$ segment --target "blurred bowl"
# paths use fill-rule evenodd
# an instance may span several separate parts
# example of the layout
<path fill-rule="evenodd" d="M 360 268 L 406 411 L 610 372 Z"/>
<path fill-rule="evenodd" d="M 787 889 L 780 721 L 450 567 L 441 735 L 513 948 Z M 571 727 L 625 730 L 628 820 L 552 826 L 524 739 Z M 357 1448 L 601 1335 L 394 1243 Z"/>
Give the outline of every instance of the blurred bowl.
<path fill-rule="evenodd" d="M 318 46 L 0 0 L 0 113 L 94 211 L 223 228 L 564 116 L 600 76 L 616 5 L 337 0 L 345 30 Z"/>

※ ※ ※

▸ Directions for this task
From the line with "# paths use fill-rule evenodd" to the final line of the data above, please reproduce every line exactly and add nothing.

▸ Written solution
# paths use fill-rule evenodd
# an instance may span several separate parts
# example of the layout
<path fill-rule="evenodd" d="M 360 268 L 406 411 L 610 372 Z"/>
<path fill-rule="evenodd" d="M 787 889 L 780 721 L 450 567 L 441 735 L 513 948 Z M 571 727 L 625 730 L 628 820 L 552 826 L 524 739 Z M 357 1448 L 601 1335 L 394 1243 Z"/>
Give the outline of every instance of the blurred bowl.
<path fill-rule="evenodd" d="M 318 46 L 0 0 L 0 113 L 94 211 L 223 228 L 564 116 L 600 76 L 616 5 L 337 0 L 345 30 Z"/>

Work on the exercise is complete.